• _What is required_
List as a numbered list the lines of the material below, from the line containing "Task: place one keypoint per instance of the cherry" through the last line of the material, omitting blank lines.

:::

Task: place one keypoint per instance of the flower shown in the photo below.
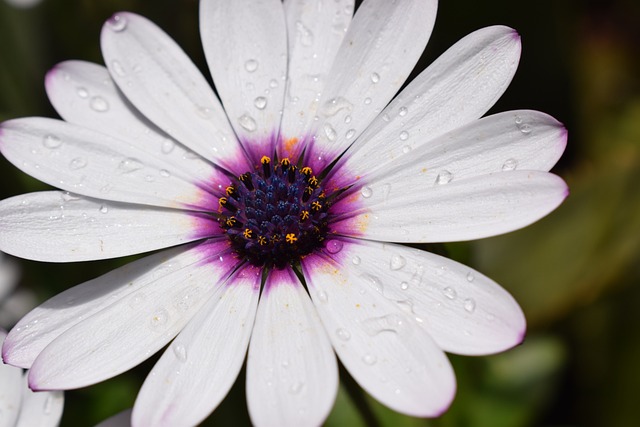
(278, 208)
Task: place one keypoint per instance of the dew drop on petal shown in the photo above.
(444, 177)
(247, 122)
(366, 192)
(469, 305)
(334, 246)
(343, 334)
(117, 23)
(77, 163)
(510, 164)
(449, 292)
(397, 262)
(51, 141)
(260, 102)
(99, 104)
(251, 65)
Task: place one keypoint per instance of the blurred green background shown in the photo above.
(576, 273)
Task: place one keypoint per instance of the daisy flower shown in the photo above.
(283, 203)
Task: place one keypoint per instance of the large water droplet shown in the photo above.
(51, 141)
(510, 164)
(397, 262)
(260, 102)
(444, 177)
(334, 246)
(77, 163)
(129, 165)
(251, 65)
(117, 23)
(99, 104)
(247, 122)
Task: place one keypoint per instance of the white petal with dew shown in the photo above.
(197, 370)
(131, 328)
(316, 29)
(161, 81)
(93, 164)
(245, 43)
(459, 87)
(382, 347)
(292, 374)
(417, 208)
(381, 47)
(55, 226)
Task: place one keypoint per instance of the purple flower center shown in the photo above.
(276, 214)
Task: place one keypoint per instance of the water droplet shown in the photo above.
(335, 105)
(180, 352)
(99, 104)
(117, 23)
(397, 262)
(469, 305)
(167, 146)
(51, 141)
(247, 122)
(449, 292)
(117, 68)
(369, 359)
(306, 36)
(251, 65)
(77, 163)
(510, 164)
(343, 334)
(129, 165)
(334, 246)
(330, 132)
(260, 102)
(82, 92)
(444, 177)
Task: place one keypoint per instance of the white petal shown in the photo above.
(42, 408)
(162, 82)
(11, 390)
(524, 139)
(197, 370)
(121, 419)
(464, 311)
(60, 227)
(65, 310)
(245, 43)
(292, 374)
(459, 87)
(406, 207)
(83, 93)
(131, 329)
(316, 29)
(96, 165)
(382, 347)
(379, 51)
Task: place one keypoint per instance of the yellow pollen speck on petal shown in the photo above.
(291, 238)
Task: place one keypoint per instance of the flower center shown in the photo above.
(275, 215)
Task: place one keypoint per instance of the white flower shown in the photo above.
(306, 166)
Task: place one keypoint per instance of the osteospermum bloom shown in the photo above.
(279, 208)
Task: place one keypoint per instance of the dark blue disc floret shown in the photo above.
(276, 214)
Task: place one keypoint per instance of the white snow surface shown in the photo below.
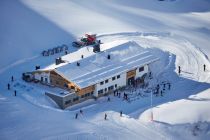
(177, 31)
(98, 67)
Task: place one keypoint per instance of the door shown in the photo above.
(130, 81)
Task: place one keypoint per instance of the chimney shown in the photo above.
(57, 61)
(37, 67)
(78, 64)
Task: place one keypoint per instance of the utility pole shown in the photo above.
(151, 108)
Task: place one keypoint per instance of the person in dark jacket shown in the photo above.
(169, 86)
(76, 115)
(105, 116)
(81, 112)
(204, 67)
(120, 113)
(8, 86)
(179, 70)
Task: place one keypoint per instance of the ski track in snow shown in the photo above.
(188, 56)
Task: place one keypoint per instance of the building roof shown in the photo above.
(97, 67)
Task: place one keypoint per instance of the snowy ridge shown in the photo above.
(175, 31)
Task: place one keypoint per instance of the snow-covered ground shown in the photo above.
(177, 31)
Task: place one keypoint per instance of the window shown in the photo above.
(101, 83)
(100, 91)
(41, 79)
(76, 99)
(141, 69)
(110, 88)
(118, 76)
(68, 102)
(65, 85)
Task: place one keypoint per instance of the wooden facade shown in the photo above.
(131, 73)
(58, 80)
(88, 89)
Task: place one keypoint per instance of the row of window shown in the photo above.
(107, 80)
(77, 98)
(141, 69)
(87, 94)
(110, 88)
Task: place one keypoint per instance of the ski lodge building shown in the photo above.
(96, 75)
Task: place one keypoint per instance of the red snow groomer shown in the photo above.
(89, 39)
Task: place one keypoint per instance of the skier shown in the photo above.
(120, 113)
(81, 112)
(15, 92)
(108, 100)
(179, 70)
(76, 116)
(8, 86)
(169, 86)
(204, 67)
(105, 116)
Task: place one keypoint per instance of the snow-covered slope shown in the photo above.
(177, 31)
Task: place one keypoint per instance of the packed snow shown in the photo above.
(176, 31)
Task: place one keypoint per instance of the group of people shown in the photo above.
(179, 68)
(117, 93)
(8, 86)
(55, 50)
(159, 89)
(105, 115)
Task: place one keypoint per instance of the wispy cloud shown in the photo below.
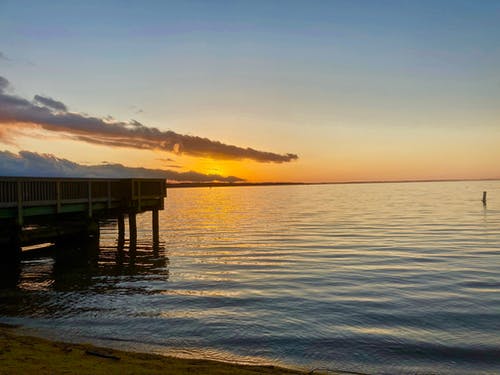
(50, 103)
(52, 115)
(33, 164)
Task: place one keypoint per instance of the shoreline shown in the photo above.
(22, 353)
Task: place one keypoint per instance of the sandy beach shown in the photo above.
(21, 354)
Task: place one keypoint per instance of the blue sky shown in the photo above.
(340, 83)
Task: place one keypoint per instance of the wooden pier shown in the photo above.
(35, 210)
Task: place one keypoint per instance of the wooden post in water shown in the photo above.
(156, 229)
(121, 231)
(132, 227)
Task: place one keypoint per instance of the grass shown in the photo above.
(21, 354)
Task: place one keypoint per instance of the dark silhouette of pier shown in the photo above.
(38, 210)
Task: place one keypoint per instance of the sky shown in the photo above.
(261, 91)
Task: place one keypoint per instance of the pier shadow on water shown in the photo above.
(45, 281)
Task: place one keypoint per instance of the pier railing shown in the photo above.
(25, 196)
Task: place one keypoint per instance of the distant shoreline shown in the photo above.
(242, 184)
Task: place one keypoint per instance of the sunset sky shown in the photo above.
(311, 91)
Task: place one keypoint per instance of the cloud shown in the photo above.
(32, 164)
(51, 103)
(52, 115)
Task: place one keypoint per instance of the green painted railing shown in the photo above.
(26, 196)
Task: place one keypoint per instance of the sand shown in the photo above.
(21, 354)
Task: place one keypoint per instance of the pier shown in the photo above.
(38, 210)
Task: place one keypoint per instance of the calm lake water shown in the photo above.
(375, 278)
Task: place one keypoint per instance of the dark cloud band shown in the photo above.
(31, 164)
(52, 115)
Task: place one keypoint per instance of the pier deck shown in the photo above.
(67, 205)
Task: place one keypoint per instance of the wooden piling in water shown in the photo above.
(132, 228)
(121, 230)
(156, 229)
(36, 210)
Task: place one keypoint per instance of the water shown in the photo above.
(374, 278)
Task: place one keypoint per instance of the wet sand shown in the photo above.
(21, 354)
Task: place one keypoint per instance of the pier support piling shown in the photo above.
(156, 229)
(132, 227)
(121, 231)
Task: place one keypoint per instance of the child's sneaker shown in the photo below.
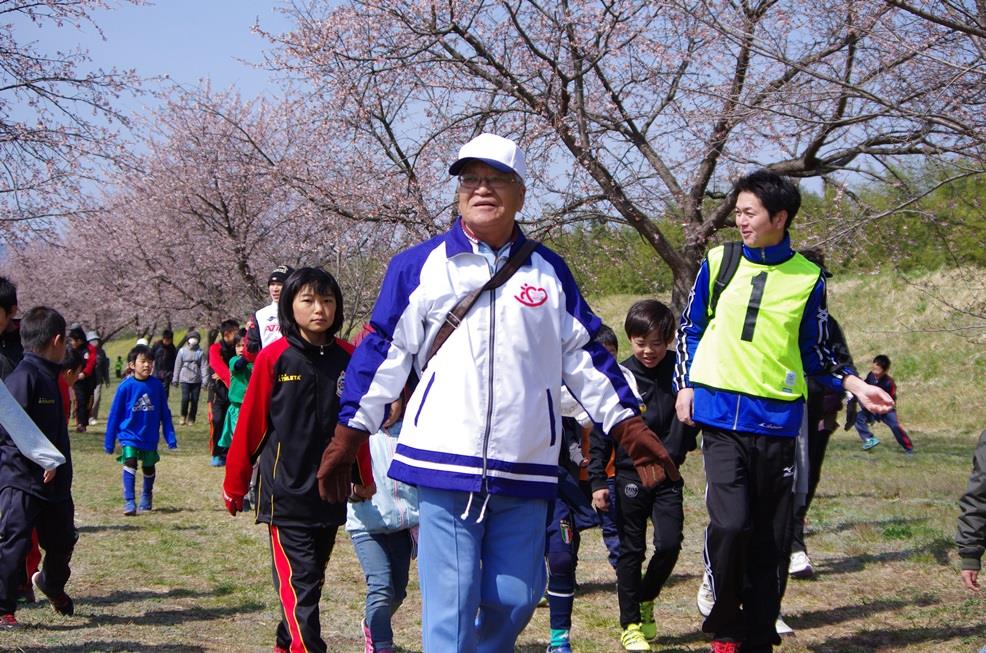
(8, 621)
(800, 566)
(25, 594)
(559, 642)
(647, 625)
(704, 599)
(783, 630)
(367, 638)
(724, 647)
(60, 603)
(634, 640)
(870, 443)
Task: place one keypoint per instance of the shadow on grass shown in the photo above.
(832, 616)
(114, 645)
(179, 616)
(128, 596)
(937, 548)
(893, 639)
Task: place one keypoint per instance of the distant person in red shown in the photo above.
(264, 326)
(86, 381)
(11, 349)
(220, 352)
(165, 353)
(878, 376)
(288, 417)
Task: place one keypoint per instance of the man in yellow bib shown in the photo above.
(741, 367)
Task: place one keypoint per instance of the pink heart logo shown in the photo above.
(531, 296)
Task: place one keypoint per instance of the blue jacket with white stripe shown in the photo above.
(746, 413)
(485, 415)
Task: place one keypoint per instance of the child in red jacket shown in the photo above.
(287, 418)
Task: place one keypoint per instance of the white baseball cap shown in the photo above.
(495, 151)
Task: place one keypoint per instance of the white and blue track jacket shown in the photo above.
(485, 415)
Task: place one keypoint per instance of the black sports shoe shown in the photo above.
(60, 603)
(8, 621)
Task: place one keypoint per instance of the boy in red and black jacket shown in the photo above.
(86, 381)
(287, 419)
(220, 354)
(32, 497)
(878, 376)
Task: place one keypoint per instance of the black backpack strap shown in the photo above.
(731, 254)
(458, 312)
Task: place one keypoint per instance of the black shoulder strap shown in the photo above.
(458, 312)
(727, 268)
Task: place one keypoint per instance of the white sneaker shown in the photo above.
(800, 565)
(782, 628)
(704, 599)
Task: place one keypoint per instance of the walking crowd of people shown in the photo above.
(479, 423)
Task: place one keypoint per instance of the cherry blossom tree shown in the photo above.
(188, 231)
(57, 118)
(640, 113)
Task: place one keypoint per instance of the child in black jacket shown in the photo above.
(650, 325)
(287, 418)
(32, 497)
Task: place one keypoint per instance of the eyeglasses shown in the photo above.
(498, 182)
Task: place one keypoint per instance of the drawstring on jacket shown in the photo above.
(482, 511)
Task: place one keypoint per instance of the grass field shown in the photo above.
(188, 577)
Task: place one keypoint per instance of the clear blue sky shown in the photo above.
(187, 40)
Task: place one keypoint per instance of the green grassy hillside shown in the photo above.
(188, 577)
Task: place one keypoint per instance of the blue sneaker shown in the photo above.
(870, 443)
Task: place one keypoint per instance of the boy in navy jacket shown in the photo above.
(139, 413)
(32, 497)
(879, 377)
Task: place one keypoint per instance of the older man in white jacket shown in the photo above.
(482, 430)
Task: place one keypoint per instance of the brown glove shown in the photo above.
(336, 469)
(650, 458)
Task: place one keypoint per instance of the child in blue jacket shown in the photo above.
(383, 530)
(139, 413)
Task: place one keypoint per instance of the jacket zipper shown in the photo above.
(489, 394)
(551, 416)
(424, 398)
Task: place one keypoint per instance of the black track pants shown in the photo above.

:::

• _Task solution_
1. Task: place one keypoint per instance of the cherry blossom tree shown in the photo above.
2. (188, 231)
3. (57, 118)
4. (640, 113)
5. Task: place one keypoint per instance of the child in black jacket shown in the photo above.
6. (650, 325)
7. (287, 418)
8. (32, 497)
9. Task: place one keypoint per instance of the eyeglasses shown in the photo above.
10. (498, 182)
11. Task: place one keypoint per instance of the drawstring on jacket shown in the photo above.
12. (482, 511)
13. Task: place one keypoint per instance of the grass field shown in the photo above.
14. (188, 577)
15. Task: place one keypoint per instance of the clear blue sky shown in the photo above.
16. (187, 40)
17. Task: place one keypoint per instance of the green grassy hillside shown in the photo above.
18. (188, 577)
19. Task: place one keypoint per instance of the blue sneaker shown in the photo above.
20. (870, 443)
21. Task: place one keypoint per instance of the boy in navy jacket shown in the photo above.
22. (139, 413)
23. (32, 497)
24. (879, 377)
25. Task: place one keypoint per instance of the older man in white jacket shown in the photo above.
26. (482, 430)
27. Task: place one keypoint per instance of the brown glove shown in the photo above.
28. (336, 469)
29. (650, 458)
30. Task: place one keypoint per instance of the child in blue jacket shown in the photo above.
31. (383, 530)
32. (139, 413)
33. Task: place one keypoint per instance of the jacket zipper shown in the photo above.
34. (489, 394)
35. (551, 416)
36. (424, 398)
37. Task: place one keypoint per instance of the black track pants shown in the photo above.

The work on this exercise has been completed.